- **Task item**: Filter the listing down to the lines containing the word "bush".
*** Extracted material ***
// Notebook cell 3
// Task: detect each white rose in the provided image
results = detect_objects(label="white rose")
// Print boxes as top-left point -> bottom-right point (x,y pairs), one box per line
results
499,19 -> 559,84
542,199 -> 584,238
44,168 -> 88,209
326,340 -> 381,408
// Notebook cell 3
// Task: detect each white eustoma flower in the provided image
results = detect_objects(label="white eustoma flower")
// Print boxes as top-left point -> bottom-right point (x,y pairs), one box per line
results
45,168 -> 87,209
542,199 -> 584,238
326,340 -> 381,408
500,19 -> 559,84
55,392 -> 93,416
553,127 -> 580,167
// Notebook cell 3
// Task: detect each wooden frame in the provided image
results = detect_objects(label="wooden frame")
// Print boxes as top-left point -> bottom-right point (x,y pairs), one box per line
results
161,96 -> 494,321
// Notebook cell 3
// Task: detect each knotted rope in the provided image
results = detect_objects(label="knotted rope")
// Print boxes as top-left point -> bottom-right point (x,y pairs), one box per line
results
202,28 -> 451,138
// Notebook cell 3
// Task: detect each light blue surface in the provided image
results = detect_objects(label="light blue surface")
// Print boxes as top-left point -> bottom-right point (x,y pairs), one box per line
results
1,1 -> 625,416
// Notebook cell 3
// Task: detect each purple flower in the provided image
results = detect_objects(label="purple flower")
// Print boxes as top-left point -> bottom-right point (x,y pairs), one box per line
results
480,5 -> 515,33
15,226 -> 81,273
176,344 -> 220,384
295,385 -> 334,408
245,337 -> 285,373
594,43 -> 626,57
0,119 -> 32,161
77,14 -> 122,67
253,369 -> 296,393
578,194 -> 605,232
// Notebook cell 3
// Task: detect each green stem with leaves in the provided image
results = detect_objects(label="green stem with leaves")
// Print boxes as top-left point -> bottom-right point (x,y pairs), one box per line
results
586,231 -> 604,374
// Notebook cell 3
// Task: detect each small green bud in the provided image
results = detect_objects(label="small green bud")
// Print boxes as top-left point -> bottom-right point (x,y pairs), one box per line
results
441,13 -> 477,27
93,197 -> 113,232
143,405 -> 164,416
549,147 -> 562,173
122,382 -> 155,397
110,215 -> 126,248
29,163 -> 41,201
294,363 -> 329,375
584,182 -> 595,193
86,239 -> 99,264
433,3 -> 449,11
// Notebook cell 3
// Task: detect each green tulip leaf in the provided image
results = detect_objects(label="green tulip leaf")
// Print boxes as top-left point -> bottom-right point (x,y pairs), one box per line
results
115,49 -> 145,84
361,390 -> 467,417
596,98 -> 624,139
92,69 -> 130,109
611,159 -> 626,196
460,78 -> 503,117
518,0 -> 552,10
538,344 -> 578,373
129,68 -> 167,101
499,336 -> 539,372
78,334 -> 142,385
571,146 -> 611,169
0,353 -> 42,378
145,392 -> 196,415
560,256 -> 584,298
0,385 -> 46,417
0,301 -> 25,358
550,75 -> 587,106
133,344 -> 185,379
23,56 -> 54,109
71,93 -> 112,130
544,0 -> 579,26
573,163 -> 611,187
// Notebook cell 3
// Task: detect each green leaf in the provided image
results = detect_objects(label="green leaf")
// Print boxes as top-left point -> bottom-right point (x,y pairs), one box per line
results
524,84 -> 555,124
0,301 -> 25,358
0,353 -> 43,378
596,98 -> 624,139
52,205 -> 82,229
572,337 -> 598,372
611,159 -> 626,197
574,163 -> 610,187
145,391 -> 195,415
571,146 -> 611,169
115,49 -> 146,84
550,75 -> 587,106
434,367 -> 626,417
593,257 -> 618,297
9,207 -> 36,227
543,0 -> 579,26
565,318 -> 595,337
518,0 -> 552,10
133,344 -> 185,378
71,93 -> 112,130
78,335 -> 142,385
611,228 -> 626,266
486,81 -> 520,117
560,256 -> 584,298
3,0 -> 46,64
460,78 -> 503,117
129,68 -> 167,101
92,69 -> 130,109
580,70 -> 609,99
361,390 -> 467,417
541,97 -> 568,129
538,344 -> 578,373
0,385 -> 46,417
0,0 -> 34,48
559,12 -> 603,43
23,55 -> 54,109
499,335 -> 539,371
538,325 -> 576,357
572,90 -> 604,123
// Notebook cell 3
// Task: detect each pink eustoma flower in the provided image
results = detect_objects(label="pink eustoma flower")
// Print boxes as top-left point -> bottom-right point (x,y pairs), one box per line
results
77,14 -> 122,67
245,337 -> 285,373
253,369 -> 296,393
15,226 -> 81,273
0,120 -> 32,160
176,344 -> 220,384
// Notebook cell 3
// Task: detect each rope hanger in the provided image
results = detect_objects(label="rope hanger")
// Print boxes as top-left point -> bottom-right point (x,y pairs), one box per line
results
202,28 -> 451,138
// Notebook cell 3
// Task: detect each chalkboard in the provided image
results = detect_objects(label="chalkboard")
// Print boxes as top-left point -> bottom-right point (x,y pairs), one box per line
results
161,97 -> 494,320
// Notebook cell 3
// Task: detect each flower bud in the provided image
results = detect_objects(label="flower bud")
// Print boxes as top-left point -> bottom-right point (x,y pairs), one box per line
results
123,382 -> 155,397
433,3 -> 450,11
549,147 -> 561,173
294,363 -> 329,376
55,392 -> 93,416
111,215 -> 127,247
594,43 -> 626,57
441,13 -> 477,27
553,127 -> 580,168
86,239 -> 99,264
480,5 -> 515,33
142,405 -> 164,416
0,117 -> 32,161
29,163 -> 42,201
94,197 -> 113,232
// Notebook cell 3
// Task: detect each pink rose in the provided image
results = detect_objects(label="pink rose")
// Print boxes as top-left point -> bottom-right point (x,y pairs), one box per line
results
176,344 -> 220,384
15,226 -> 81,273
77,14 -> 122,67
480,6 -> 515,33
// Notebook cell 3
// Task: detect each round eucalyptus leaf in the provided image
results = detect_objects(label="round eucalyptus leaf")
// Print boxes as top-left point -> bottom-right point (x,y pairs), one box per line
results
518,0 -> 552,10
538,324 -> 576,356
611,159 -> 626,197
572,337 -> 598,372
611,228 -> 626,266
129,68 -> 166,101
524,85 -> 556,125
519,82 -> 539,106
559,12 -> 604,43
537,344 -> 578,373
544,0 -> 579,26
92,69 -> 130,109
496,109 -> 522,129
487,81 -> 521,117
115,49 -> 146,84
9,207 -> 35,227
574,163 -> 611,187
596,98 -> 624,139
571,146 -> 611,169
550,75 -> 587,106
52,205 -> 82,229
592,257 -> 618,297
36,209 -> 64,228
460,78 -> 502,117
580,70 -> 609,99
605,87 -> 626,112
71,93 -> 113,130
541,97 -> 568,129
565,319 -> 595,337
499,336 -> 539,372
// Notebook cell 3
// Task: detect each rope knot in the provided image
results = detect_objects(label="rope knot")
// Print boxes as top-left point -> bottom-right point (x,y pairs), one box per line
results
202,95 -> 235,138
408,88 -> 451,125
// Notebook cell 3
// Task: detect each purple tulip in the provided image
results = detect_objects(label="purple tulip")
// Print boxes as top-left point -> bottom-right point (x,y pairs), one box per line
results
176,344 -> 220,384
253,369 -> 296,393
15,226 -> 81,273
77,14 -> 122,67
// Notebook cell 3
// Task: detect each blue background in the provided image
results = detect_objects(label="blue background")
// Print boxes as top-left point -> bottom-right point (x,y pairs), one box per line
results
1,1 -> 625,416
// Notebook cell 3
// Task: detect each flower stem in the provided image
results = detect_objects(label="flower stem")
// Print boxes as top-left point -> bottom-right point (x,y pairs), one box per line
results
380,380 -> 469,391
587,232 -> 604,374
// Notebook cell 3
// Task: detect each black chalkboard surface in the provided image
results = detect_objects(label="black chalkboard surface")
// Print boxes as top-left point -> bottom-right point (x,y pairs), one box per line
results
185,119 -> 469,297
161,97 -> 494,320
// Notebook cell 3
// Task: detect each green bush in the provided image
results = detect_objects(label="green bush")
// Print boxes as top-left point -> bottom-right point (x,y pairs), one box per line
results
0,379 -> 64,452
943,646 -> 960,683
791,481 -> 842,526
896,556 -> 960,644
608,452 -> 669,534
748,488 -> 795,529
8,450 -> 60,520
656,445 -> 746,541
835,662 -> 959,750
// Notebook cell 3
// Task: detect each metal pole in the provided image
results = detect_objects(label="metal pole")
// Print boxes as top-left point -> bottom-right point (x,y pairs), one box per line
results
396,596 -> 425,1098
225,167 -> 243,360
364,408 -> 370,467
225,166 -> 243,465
*** End of Extracted material ***
- **Problem solution**:
// Task: detect each green bush in the provided image
results = detect_objects(label="green bush")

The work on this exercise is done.